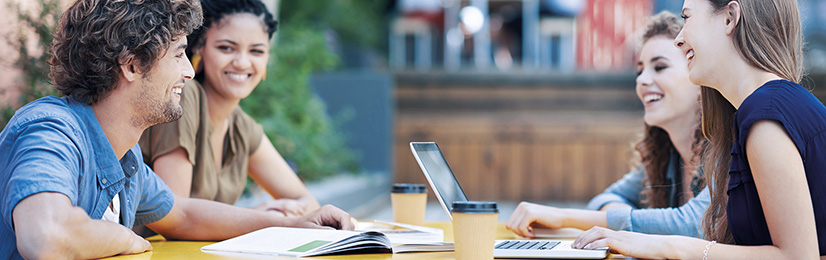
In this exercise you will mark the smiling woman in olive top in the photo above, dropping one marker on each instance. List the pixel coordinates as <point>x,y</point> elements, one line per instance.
<point>210,151</point>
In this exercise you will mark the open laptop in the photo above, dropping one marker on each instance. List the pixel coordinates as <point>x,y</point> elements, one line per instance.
<point>447,190</point>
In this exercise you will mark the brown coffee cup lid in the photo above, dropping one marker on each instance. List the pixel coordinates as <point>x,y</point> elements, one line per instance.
<point>409,188</point>
<point>480,207</point>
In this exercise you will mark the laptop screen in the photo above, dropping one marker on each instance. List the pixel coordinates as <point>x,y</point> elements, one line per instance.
<point>438,173</point>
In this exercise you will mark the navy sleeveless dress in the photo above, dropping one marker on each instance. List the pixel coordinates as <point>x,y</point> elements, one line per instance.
<point>804,118</point>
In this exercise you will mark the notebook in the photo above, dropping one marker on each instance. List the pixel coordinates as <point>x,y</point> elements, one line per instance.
<point>447,190</point>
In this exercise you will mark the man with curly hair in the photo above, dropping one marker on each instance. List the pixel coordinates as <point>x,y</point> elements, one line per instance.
<point>72,180</point>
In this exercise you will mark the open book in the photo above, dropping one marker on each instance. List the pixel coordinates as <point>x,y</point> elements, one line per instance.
<point>407,238</point>
<point>300,242</point>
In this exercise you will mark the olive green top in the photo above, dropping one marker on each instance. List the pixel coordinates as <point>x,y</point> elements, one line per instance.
<point>192,132</point>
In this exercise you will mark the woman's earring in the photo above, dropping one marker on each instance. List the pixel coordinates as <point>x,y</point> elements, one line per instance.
<point>196,61</point>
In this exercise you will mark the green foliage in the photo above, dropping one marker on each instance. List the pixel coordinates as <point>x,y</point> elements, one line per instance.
<point>36,25</point>
<point>294,119</point>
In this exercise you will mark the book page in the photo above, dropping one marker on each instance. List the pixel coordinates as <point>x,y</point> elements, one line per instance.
<point>281,241</point>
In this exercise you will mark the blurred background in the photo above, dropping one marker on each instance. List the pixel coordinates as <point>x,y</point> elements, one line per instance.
<point>528,99</point>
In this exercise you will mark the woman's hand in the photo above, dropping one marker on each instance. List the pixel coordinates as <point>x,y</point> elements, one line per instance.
<point>528,215</point>
<point>632,244</point>
<point>288,207</point>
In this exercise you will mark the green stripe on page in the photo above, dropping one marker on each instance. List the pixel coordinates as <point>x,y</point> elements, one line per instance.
<point>309,246</point>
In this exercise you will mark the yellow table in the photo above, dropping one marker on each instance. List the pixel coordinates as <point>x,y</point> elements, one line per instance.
<point>192,249</point>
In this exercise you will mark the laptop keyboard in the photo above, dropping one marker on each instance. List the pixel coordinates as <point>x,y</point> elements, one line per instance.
<point>527,245</point>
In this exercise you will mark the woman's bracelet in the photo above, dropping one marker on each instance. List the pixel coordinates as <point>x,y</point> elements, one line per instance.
<point>705,252</point>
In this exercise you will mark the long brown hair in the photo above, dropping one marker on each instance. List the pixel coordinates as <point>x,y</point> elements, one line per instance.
<point>655,148</point>
<point>769,37</point>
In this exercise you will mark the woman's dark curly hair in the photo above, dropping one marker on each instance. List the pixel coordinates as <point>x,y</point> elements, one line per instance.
<point>215,10</point>
<point>96,36</point>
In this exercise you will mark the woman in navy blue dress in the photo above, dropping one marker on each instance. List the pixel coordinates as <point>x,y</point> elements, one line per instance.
<point>767,139</point>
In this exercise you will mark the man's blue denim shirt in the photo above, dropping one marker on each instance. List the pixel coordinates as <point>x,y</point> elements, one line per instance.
<point>57,145</point>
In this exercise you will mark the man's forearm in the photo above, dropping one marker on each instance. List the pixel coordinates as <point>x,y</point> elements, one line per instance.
<point>197,219</point>
<point>47,228</point>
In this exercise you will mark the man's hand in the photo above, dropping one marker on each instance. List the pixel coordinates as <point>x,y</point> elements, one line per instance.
<point>289,207</point>
<point>327,216</point>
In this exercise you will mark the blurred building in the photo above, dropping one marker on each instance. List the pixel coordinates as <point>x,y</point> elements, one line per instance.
<point>533,99</point>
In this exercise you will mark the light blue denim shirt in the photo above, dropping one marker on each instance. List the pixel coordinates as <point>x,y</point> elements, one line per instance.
<point>678,220</point>
<point>57,145</point>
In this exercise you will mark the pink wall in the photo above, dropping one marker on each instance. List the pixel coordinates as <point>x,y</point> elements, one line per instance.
<point>8,74</point>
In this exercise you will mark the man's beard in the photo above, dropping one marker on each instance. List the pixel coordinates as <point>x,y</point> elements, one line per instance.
<point>168,112</point>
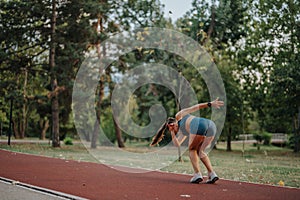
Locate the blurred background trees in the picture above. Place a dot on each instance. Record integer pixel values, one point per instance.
(255, 45)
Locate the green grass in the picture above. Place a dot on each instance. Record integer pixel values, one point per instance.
(267, 166)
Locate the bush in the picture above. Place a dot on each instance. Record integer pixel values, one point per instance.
(68, 141)
(266, 138)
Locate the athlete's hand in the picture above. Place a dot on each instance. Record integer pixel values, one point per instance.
(216, 103)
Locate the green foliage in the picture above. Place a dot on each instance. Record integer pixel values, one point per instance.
(68, 141)
(262, 137)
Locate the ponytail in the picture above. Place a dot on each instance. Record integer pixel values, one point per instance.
(160, 133)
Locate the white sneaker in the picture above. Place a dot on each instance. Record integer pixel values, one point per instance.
(197, 178)
(212, 178)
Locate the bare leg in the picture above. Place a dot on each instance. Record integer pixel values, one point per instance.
(203, 156)
(195, 161)
(205, 160)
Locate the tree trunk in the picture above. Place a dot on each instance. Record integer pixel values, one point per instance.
(229, 138)
(24, 108)
(297, 133)
(44, 124)
(54, 98)
(119, 135)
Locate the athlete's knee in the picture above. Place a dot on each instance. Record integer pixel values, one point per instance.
(202, 154)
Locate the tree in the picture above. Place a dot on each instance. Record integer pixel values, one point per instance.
(219, 26)
(269, 61)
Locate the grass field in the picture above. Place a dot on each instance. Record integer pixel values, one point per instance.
(269, 165)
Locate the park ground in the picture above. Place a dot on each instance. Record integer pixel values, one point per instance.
(72, 171)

==*==

* _TASK STATEMENT_:
The copy should hold every entry above word for word and none of the pictures.

* _ANSWER TO THIS TASK_:
In this exercise you will mark the smiling woman in olive top in the photo above, dropping one marker on each instance. List the pixel coordinates as <point>x,y</point> elements, one line per instance.
<point>210,151</point>
In this exercise you will mark the open laptop in the photo above, dropping one marker on each instance. List the pixel coordinates as <point>x,y</point> elements, one line per instance.
<point>447,190</point>
In this exercise you will mark the brown coffee cup lid in the photo above, dropping one marker on each instance. List the pixel coordinates as <point>x,y</point> elements, one line per instance.
<point>409,188</point>
<point>480,207</point>
In this exercise you will mark the laptop screen in the photo above, dropping one marker on each instance. List the pixel coordinates as <point>x,y</point> elements, one line per instance.
<point>438,173</point>
In this exercise you will mark the navy sleeveless dress in the photo above, dropping one marker on each instance. List the pixel coordinates as <point>x,y</point> elements, one line per instance.
<point>804,118</point>
In this exercise you will mark the notebook in the photo above, dropping one marker on each instance. List the pixel coordinates as <point>x,y</point> elements, one line per instance.
<point>447,190</point>
In this exercise you will mark the man with curly hair in the photo above, dropping one marker on each instance. List the pixel coordinates as <point>x,y</point> elements, one line per instance.
<point>72,180</point>
In this exercise you will mark the open book in the photo above, dropping one marker on each instance. List the pixel coordinates as <point>x,y</point> elements, one line per instance.
<point>407,238</point>
<point>300,242</point>
In this exercise you will mark the olive green top in the photo above, dropping one marker on each instance. List the pixel coordinates as <point>x,y</point> elements, one line per instance.
<point>192,132</point>
In this exercise you will mark the woman's earring in the photo above, dropping one marker on each instance. List the pixel coordinates as <point>x,y</point> elements, one line per instance.
<point>196,61</point>
In this exercise you will mark the green foliage in the photo above, dropping one marker on each instance. List the pixel coordinates as <point>x,y</point> elements, one line per instance.
<point>36,25</point>
<point>294,119</point>
In this exercise you will mark the book page in the photo above, dropping one marker on each instance. List the pixel coordinates as <point>x,y</point> elements, one line per instance.
<point>281,241</point>
In this exercise you will mark the blurred background in the photo above, dropping one marker on each instance. List the pixel coordinates as <point>x,y</point> elements, one line per instance.
<point>528,99</point>
In this exercise you will mark the woman's hand in the photo above, dropping one marker on each instance. List the pixel coordinates as <point>x,y</point> elements, one line per instance.
<point>528,215</point>
<point>632,244</point>
<point>288,207</point>
In this exercise you will mark the green stripe on page in the photo above, dropping one marker on each instance. List the pixel coordinates as <point>x,y</point> elements, one line per instance.
<point>309,246</point>
In this exercise you will mark the yellow table in the photo above, dropping one marker on each instance. List the pixel coordinates as <point>x,y</point> elements, one line per instance.
<point>192,249</point>
In this exercise you will mark the laptop keyboard in the photo above, dropping one marker on each instance. List the pixel coordinates as <point>x,y</point> elements, one line per instance.
<point>527,245</point>
In this exercise you will mark the woman's bracelet in the photo above, dropping one marker on each instance. List the pixel coordinates as <point>x,y</point> elements, one line per instance.
<point>705,252</point>
In this exercise you will mark the long brown hair in the photo above, dropping one marker on each instance. List the pixel coordinates as <point>x,y</point> elements, one line per instance.
<point>655,148</point>
<point>769,37</point>
In this exercise you will mark the woman's dark curly hair in the photo above, dropping one marker on each instance. List the pixel coordinates as <point>x,y</point> elements, one line per instance.
<point>215,10</point>
<point>96,36</point>
In this exercise you will mark the woman in navy blue dress in the photo above, dropping one marker on each instance. List the pixel coordinates as <point>x,y</point> elements, one line per instance.
<point>767,139</point>
In this exercise you will mark the man's blue denim shirt in the photo above, dropping one marker on each instance. List the pixel coordinates as <point>x,y</point> elements, one line per instance.
<point>57,145</point>
In this exercise you will mark the man's forearm in the photo above, dropping one marker on each instance. List the pixel coordinates as <point>x,y</point> elements, one line per instance.
<point>197,219</point>
<point>47,228</point>
In this exercise you will mark the man's hand in the photo above, dropping one marker on each instance. List the pixel coordinates as <point>x,y</point> elements, one line per instance.
<point>289,207</point>
<point>327,216</point>
In this exercise you will mark the blurred building in the photo above, dropping one marker on each instance. List the pixel coordinates as <point>x,y</point> elements, one line per instance.
<point>533,99</point>
In this exercise you will mark the light blue denim shirt in the photo above, dropping one marker on each instance. List the pixel coordinates as <point>x,y</point> elements, one line per instance.
<point>678,220</point>
<point>57,145</point>
In this exercise you will mark the pink wall in the photo above, dropping one marker on each instance. List the pixel coordinates as <point>x,y</point> elements, one line per instance.
<point>8,74</point>
In this exercise you will mark the man's beard in the photo above, dropping one marker on each instance. List the pixel coordinates as <point>x,y</point> elements, one line per instance.
<point>168,112</point>
Locate the blurred background trees in the picture above. Place a dot on each instance. Record integer pixel values, one point per instance.
(255, 45)
Locate the green grass in the picture above. Place a dot on each instance. Record integer pixel values, one point per instance.
(267, 166)
Locate the bush in the picture above. Place a dot on each instance. Record integer pixel values, one point per instance.
(68, 141)
(266, 138)
Locate the athlete's hand in the picture above. Place a dot on each instance. Record integer pixel values, one point per instance.
(216, 103)
Locate the green foliage in the picture above. Place a dot on each instance. Record integer pixel values, one point per instance.
(68, 141)
(262, 137)
Locate the ponytail in the picture above. Place a dot on each instance. Record integer pixel values, one point per instance.
(160, 133)
Locate the white sneaker in the picture above. Place a dot on each instance. Record integer pixel values, one point per instance.
(197, 178)
(212, 178)
Locate the bare leg in the picture above. Place a dot on each instance. Record integer pixel values, one point per instance.
(203, 156)
(195, 161)
(205, 160)
Locate the tree trunk in the picture above. Place a dot on each instance. Record integer pixel values, one point per instance.
(229, 138)
(24, 108)
(297, 133)
(44, 124)
(54, 98)
(119, 135)
Locate the athlete's knee in the picture above. Place a dot on each instance. Record integer pixel values, one point per instance.
(202, 154)
Locate the tree in the picture above. Place a dot on each instance. Record integer pixel values, one point per instance.
(219, 26)
(269, 61)
Locate the grass field in the picture above. Place a dot on each instance. Record integer pixel values, one point per instance.
(269, 165)
Locate the park ground in the picture above. Place a dot on each instance. Record integer pixel values, one point per instance.
(72, 171)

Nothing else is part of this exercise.